(Region annotation entries)
════════════════════

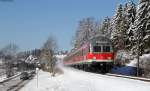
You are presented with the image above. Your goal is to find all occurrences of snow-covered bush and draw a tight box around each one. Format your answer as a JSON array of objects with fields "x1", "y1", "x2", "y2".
[{"x1": 115, "y1": 50, "x2": 134, "y2": 65}]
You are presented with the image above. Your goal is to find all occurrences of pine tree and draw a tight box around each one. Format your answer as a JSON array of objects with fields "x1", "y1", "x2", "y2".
[
  {"x1": 124, "y1": 1, "x2": 136, "y2": 50},
  {"x1": 132, "y1": 0, "x2": 150, "y2": 55},
  {"x1": 111, "y1": 4, "x2": 127, "y2": 50},
  {"x1": 74, "y1": 17, "x2": 96, "y2": 48}
]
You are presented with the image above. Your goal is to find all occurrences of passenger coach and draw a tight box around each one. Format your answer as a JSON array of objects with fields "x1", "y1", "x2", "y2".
[{"x1": 64, "y1": 36, "x2": 114, "y2": 73}]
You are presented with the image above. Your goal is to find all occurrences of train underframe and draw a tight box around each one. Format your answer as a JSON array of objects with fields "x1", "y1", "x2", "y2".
[{"x1": 70, "y1": 62, "x2": 113, "y2": 73}]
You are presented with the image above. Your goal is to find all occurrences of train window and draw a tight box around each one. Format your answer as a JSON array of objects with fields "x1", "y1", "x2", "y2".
[
  {"x1": 93, "y1": 46, "x2": 101, "y2": 52},
  {"x1": 103, "y1": 46, "x2": 110, "y2": 52}
]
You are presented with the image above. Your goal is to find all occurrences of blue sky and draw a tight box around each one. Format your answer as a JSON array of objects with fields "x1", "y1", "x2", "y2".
[{"x1": 0, "y1": 0, "x2": 137, "y2": 50}]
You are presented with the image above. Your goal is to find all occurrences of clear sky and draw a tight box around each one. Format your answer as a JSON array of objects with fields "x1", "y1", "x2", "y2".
[{"x1": 0, "y1": 0, "x2": 137, "y2": 50}]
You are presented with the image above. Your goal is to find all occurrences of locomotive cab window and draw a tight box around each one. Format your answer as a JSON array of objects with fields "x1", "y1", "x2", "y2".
[
  {"x1": 93, "y1": 46, "x2": 101, "y2": 52},
  {"x1": 103, "y1": 46, "x2": 111, "y2": 52}
]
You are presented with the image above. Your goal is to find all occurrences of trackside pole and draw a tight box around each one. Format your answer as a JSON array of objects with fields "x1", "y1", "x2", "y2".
[{"x1": 36, "y1": 68, "x2": 39, "y2": 88}]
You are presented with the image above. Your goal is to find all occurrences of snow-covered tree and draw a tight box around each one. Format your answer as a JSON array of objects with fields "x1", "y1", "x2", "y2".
[
  {"x1": 96, "y1": 17, "x2": 111, "y2": 37},
  {"x1": 124, "y1": 1, "x2": 136, "y2": 50},
  {"x1": 74, "y1": 17, "x2": 96, "y2": 48},
  {"x1": 111, "y1": 4, "x2": 127, "y2": 50},
  {"x1": 131, "y1": 0, "x2": 150, "y2": 55}
]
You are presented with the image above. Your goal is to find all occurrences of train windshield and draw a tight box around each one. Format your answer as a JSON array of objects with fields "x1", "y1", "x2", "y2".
[
  {"x1": 93, "y1": 46, "x2": 102, "y2": 52},
  {"x1": 103, "y1": 46, "x2": 111, "y2": 52}
]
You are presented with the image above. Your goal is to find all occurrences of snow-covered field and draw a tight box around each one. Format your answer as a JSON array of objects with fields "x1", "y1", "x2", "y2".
[
  {"x1": 20, "y1": 67, "x2": 150, "y2": 91},
  {"x1": 0, "y1": 75, "x2": 6, "y2": 82}
]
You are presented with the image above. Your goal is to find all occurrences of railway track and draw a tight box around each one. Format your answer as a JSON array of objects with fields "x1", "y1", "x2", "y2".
[{"x1": 105, "y1": 73, "x2": 150, "y2": 82}]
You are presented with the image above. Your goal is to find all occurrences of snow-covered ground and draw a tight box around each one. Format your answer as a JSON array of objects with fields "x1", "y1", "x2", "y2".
[
  {"x1": 0, "y1": 75, "x2": 6, "y2": 82},
  {"x1": 20, "y1": 67, "x2": 150, "y2": 91}
]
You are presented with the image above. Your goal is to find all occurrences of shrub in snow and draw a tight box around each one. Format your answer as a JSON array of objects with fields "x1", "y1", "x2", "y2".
[{"x1": 115, "y1": 50, "x2": 134, "y2": 65}]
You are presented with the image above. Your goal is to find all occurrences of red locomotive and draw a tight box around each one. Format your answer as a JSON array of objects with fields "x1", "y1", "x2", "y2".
[{"x1": 64, "y1": 36, "x2": 114, "y2": 73}]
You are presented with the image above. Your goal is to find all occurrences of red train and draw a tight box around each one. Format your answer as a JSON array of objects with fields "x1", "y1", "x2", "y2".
[{"x1": 64, "y1": 36, "x2": 114, "y2": 73}]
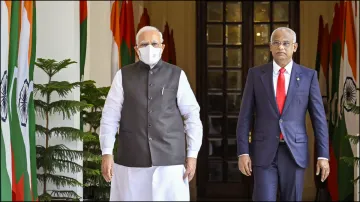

════════════════════

Reproduce the stretch from the line containing "of red locomotive" through the end of the records, requests included, with every coordinate in the answers multiplied by 0.75 and rounded to a whole number, halves rounding up. Give only that stretch, and leave the pictures out.

_Result of this exercise_.
You are presented with the image above. Your goal is to find all occurrences of red locomotive and draw a tight box around each one. Format your answer as a JSON array of objects with fields "x1", "y1", "x2", "y2".
[{"x1": 48, "y1": 27, "x2": 86, "y2": 55}]
You are presented with the image above. Your goal is to find all occurrences of red train and draw a tight box around each one. Format your answer as a JSON array of objects with fields "x1", "y1", "x2", "y2".
[{"x1": 48, "y1": 27, "x2": 86, "y2": 55}]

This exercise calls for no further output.